> [REQUEST] Select every line in the material below that contains the string "fence", and copy those lines out. Matching is case-sensitive.

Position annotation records
◆ ◆ ◆ ◆ ◆ ◆ ◆
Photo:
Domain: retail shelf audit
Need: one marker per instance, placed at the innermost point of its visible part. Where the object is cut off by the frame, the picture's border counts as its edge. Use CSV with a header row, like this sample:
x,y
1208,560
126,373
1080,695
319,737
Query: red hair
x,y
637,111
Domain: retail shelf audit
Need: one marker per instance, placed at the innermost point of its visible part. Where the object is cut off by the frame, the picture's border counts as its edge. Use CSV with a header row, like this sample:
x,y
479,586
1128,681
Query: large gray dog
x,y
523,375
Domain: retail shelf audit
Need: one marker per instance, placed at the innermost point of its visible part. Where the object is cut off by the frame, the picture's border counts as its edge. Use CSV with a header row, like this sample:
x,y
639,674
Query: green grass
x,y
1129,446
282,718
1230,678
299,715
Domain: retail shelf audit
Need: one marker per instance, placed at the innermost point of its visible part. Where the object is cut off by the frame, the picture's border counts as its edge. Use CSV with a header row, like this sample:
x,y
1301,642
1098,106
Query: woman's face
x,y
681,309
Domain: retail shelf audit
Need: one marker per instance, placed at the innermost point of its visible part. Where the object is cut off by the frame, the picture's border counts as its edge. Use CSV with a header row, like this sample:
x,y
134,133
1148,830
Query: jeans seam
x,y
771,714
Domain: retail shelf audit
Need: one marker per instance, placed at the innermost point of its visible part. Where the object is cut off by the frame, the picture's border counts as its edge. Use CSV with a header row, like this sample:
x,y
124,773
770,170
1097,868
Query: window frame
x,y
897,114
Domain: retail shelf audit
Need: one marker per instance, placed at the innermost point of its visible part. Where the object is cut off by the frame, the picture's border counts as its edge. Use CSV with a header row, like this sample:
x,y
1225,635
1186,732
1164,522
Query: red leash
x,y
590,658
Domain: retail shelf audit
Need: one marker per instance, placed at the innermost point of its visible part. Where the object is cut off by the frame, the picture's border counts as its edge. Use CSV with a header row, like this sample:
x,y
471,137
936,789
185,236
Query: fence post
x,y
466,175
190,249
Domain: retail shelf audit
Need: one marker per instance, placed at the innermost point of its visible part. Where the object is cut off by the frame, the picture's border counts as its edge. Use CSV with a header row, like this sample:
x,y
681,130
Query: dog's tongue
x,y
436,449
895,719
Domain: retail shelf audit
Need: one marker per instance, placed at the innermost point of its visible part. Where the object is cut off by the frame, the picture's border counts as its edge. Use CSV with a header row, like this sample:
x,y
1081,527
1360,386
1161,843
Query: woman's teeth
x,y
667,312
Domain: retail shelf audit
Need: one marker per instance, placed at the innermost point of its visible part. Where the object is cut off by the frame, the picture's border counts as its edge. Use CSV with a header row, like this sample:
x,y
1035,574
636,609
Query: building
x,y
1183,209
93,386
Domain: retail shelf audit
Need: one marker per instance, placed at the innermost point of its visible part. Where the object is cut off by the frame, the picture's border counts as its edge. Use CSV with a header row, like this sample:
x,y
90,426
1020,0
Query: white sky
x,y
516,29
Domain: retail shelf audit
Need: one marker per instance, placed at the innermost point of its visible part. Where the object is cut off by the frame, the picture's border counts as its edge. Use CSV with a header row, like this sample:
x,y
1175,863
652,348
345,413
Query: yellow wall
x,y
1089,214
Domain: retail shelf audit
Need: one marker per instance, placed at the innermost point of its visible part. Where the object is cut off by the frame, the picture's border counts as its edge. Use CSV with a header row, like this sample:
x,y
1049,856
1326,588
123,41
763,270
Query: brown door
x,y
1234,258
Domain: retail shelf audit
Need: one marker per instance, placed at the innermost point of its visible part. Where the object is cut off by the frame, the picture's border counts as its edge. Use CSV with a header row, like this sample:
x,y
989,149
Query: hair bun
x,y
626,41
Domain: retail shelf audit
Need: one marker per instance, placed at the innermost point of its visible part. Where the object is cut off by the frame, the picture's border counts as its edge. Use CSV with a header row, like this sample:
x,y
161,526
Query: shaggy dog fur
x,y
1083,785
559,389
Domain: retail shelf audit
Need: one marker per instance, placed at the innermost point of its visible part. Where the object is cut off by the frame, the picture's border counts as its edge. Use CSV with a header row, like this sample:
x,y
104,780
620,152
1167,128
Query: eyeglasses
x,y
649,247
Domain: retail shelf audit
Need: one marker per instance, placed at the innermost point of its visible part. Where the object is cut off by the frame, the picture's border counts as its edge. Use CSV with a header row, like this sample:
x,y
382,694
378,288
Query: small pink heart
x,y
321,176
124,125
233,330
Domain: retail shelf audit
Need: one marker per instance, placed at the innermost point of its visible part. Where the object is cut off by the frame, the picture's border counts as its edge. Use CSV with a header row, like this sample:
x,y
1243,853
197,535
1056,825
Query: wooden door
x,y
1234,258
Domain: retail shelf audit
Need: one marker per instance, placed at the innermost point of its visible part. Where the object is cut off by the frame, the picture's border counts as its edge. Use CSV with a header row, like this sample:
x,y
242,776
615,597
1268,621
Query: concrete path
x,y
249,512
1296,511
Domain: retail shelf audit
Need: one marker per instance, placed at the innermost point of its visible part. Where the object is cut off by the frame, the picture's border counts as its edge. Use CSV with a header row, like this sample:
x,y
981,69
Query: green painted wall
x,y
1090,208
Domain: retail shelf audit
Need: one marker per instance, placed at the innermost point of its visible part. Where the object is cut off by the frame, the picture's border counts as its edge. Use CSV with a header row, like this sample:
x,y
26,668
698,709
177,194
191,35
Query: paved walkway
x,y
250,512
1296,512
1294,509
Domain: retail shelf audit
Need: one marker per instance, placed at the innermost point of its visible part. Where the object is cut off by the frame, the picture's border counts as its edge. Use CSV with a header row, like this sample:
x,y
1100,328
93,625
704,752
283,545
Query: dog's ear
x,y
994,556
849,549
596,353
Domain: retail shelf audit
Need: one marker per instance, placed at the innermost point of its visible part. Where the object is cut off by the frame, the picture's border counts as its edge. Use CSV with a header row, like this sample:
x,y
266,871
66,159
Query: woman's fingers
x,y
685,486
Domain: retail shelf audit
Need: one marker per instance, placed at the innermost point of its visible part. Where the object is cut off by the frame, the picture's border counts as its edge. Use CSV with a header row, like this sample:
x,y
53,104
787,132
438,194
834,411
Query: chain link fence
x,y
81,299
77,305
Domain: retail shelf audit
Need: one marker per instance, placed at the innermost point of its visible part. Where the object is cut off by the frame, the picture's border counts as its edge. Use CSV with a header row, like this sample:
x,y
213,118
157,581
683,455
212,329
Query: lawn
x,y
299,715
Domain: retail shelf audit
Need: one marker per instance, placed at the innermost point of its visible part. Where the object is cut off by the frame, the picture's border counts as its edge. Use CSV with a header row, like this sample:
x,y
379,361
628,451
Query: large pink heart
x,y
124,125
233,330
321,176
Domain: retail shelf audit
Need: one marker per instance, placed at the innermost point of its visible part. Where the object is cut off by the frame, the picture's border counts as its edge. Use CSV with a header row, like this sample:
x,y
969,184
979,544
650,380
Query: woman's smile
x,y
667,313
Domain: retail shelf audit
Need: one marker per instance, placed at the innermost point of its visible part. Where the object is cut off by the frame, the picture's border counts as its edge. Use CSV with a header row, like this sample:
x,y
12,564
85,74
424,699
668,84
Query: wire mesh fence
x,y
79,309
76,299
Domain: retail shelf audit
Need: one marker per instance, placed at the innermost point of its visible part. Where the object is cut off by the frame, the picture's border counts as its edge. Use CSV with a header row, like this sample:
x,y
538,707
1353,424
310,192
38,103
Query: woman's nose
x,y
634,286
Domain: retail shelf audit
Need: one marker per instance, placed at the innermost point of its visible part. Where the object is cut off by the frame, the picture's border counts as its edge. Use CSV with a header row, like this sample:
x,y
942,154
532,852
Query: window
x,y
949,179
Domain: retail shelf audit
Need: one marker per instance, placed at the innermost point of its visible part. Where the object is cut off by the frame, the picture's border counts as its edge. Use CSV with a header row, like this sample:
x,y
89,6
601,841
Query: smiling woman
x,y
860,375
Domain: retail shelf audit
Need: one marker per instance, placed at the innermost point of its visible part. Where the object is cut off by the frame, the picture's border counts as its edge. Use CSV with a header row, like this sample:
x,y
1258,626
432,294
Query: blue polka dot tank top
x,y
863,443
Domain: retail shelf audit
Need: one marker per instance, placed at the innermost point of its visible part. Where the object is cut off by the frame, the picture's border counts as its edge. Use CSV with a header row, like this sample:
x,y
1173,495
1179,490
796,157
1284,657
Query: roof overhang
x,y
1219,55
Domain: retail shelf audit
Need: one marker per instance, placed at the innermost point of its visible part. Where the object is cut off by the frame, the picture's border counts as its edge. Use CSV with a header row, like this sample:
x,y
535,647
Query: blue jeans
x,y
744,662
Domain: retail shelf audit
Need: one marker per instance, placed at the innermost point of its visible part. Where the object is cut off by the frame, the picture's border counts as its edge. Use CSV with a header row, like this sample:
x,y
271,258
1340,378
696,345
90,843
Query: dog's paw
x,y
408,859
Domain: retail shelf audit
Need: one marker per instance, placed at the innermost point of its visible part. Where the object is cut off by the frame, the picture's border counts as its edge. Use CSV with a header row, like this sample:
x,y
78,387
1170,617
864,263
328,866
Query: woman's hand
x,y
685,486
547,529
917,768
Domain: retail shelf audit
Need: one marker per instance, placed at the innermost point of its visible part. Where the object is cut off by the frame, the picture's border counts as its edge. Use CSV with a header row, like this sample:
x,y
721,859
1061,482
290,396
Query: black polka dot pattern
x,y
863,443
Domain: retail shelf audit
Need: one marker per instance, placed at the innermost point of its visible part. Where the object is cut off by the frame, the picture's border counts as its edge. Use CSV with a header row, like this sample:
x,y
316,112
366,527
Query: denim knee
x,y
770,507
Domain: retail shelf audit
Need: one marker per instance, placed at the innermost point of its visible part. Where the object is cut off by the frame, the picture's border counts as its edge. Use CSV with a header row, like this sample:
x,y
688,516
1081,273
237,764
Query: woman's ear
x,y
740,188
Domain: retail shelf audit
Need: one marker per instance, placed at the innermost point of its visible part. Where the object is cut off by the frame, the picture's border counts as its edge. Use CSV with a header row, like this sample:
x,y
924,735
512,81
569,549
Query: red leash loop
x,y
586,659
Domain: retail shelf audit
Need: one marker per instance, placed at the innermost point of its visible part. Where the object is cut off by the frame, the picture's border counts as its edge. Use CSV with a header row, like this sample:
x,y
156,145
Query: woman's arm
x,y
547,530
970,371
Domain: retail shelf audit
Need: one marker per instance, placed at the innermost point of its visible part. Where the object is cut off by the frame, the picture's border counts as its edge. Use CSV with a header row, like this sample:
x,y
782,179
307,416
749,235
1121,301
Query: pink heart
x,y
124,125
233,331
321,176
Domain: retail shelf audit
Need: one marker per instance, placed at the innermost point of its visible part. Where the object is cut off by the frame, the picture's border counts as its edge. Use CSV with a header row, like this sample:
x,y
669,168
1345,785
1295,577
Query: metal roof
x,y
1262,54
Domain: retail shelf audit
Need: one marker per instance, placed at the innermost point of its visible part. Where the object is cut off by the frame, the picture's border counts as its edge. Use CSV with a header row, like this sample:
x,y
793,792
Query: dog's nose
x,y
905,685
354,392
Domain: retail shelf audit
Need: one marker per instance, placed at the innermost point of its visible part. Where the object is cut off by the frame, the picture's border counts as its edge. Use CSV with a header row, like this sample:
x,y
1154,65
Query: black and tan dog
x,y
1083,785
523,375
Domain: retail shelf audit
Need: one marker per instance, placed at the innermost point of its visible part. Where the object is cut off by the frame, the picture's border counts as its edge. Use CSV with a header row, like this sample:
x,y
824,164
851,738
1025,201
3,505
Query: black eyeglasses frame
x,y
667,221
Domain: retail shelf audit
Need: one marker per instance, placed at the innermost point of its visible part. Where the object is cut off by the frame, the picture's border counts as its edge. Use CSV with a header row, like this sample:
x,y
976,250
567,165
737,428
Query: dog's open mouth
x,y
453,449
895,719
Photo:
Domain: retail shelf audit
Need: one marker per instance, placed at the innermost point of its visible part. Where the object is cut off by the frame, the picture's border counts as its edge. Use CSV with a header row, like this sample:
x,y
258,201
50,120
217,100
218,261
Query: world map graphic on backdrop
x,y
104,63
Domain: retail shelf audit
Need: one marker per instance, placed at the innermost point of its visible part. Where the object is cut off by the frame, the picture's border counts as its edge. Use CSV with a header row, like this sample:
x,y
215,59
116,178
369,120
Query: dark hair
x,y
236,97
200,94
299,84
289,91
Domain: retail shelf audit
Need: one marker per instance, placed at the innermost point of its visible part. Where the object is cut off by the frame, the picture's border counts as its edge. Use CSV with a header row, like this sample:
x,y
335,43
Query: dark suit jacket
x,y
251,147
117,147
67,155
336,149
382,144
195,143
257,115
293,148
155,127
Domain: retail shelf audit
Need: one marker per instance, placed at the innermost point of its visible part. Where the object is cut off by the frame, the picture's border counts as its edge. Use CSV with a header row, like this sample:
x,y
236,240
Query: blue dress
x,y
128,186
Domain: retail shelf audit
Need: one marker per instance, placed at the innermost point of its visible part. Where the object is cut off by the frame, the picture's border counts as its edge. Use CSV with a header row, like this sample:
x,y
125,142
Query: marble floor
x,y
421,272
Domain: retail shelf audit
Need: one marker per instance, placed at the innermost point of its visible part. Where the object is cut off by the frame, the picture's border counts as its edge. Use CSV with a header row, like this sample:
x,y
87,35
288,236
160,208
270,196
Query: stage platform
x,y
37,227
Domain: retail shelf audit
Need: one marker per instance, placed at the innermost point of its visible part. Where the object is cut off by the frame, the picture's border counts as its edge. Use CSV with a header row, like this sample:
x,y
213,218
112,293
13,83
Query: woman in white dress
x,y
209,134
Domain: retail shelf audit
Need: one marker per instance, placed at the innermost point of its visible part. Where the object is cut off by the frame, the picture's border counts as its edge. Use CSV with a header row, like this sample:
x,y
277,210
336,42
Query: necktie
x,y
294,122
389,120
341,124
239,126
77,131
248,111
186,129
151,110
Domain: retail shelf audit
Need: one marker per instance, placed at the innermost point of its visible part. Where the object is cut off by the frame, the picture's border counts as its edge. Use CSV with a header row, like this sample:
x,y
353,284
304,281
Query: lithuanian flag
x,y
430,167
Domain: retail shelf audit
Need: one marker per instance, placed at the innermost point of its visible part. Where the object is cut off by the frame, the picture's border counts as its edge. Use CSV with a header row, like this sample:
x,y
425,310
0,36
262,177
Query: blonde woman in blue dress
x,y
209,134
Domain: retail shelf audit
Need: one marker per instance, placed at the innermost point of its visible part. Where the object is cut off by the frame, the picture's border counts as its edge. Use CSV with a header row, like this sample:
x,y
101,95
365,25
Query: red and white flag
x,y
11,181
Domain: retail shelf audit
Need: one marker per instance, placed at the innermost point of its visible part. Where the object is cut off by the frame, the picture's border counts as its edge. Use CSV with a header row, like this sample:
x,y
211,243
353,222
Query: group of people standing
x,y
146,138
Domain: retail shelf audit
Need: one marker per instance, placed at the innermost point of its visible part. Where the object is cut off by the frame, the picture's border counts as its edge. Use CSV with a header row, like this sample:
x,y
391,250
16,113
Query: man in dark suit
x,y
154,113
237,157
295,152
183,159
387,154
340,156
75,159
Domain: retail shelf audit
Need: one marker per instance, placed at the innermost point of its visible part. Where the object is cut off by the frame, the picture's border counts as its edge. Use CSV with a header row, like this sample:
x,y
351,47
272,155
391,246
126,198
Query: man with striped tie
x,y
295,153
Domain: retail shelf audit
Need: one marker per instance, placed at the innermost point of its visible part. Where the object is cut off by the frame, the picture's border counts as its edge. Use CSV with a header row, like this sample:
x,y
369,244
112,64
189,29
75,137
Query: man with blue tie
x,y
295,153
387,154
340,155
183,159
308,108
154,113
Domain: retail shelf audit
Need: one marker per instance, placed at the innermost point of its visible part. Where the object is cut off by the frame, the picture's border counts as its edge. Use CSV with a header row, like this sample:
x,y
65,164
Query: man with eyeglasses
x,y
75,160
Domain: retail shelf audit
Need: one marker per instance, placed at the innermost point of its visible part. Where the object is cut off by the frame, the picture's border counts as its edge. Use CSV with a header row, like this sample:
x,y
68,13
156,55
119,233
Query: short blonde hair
◆ ◆ ◆ ◆ ◆ ◆ ◆
> [EXERCISE RESULT]
Query: fence post
Query: chain link fence
Query: wire mesh fence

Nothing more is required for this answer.